[Stored items from a collection]
■ ■ ■ ■ ■

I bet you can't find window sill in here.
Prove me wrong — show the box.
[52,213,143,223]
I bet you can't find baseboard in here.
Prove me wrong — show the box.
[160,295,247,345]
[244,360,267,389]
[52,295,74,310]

■ ■ ■ ■ ■

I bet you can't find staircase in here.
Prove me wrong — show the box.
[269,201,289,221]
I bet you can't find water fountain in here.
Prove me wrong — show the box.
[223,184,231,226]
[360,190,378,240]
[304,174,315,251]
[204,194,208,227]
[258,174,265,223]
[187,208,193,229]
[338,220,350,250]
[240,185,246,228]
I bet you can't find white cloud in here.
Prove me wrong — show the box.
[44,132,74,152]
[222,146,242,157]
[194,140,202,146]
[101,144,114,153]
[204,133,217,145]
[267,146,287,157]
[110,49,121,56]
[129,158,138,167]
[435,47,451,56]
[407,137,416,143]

■ ■ ■ ■ ■

- _Activity_
Copy the lines that hold the word "find". Take them from the records above.

- _Task result_
I bet you can't find window sill in here.
I bet you can't find baseboard in here.
I bet you can't find staircase in here.
I bet you can't find water fountain in here.
I bet you can't find white cloud in here.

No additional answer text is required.